## Assigned task 1
Answer the following from the passage on Alexandria Ocasio-Cortez:
(a) At what age did she take office?
(b) In which section of the Bronx was she born?
(c) How much did she pay each month toward her student-loan debt?
## Assigned task 2
Carry the passage on Alexandria Ocasio-Cortez forward from its final sentence.
━━━ Selected passage
2020 has bought a lot of movements of change and a lot of opportunities to use your voice. I want to point out the women who have taken charge and stepped up in a time of need. 

Alexandria Ocasio-Cortez is the U.S. Representative of New York’s 14th Congressional District. Taking office at age 29, Ocasio-Cortez is the youngest woman ever to serve in the United States Congress. She advocates a progressive platform that includes Medicare for all, a federal jobs guarantee, the Green New Deal and abolishing the U.S. Immigration and Customs Enforcement. Ocasio-Cortez was born in 1989 into a working-class family in the Parkchester section of the Bronx. Her dad owned a small architecture company, and her Puerto Rico-born mother cleaned houses. They were deeply rooted in the neighborhood but also wary of its limitations. Ocasio-Cortez has told friends she learned early on that wearing hoop earrings and nameplate necklaces was fine in the Bronx, but she wouldn’t be taken seriously if she wore them to a job interview. For most of her 20s, she lived paycheck to paycheck. She paid $200 a month for an Affordable Care Act health insurance plan with a huge deductible. Like 44 million other Americans, she had student-loan debt: about $25,000 worth, which meant $300 a month in payments. She soon got hooked into politics during the Obama election, with her strong involvement in promoting the campaign, and was pushed to run for congress. It wasn’t easy; being the youngest woman to run for congress, Cortez received a lot of criticism, but she proved herself diligently.
━━━━━━
━━━ Extracted material
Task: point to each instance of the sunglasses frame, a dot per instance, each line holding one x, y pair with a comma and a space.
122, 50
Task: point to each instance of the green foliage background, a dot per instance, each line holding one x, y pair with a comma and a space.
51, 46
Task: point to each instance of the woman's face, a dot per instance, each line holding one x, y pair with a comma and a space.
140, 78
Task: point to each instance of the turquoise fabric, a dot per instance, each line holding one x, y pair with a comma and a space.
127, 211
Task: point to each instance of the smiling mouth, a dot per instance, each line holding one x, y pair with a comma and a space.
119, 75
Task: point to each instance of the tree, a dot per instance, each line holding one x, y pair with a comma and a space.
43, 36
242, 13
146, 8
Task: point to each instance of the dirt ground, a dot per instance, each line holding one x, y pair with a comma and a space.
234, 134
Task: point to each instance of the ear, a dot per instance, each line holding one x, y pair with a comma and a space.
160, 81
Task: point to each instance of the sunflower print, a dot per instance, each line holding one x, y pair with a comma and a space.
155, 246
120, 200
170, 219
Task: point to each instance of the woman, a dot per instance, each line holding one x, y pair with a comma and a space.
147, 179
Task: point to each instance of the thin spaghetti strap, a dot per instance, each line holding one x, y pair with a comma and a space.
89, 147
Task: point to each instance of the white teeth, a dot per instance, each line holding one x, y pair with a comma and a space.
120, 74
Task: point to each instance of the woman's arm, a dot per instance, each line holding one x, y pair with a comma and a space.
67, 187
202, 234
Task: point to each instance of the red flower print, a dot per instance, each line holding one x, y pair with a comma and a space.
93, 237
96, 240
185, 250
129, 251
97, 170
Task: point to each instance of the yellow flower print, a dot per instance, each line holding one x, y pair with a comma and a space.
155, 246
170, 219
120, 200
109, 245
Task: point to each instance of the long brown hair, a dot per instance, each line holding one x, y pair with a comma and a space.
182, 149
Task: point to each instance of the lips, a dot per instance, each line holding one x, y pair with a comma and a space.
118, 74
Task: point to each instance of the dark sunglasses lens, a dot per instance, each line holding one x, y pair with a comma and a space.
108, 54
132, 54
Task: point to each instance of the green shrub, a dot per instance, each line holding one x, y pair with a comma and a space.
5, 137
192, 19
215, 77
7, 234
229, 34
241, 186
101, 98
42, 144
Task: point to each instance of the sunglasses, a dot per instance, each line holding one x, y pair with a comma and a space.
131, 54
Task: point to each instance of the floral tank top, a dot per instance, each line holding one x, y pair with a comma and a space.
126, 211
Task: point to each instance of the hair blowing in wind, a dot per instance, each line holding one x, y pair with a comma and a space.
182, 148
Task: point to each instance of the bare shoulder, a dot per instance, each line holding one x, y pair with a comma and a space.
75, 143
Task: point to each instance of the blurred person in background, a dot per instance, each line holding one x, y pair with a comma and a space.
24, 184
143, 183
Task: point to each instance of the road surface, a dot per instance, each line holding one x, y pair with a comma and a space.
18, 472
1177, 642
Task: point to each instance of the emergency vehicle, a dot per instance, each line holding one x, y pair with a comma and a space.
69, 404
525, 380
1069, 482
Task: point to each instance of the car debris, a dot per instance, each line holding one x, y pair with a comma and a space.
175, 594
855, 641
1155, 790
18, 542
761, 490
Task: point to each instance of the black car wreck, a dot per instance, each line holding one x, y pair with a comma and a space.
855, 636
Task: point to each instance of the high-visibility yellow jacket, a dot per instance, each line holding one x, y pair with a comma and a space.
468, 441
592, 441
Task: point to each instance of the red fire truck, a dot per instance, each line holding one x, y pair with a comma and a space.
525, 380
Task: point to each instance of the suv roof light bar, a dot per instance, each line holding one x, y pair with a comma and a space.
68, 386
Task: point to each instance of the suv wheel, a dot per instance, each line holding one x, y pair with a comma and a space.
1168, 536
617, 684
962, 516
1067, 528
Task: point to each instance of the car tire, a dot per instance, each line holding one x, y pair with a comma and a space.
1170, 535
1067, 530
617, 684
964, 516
━━━━━━
## Expected answer 1
(a) 29
(b) Parkchester
(c) $300

## Expected answer 2
The politics of our moment are dominated by a bully of miserable character, a president who has failed to contain a pandemic through sheer indifference, who has fabricated a campaign based on bigotry and the deliberate inflammation of division. His language is abusive, and his attitude toward women disdainful. Trump is all about himself: his needs, his ego, his self-preservation. She defended not only herself; she defended principle and countless women. And all in just a few short minutes on the floor of the House of Representatives.

I also wanted to bring light to someone who’s made a huge impact in society since the day she stepped into the courtroom. An important figure of the legal fight for women’s rights in the 1970s, Ruth Bader Ginsburg subsequently served 27 years on the nation’s highest court, becoming its most prominent member. She changed the way the world is for American women. For more than a decade, until her first judicial appointment in 1980, she led the fight in the courts for gender equality. When she began her legal crusade, women were treated, by law, differently from men. Hundreds of state and federal laws restricted what women could do, barring them from jobs, rights and even from jury service. By the time she donned judicial robes, however, Ginsburg had worked a revolution. By then Ginsburg was earning quite a reputation. She would become the first female tenured professor at Columbia Law School, and she would found the Women’s Rights Project at the American Civil Liberties Union. Over the years, Ginsburg would file dozens of briefs seeking to persuade the courts that the 14th Amendment guarantee of equal protection applies not just to racial and ethnic minorities but to women as well. Ginsburg will surely be remembered for her poise and strong demeanor for women everywhere.